Repeat each record below exactly, dropping the pictures.

**INPUT RECORDS:**
— start —

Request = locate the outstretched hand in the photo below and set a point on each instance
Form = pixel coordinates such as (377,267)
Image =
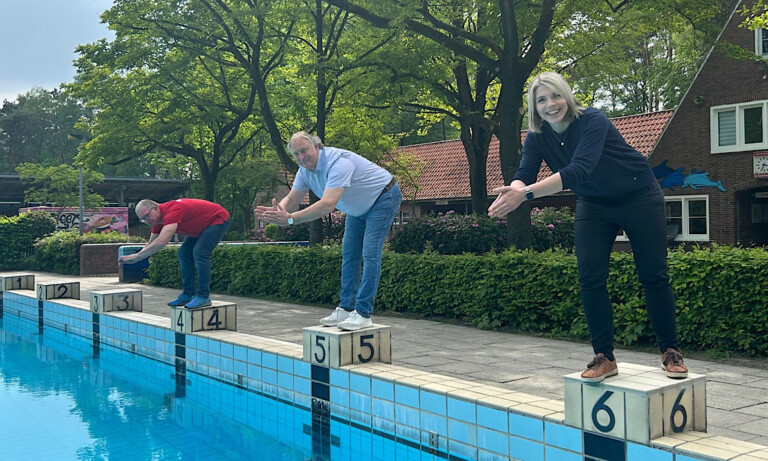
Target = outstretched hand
(274,214)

— end —

**SOLUTION FOR THIS EXERCISE:**
Request = locate the outstretched hand in the photo below and set a point on each instance
Form = pixel coordinates such as (377,267)
Image =
Target = outstretched hand
(274,214)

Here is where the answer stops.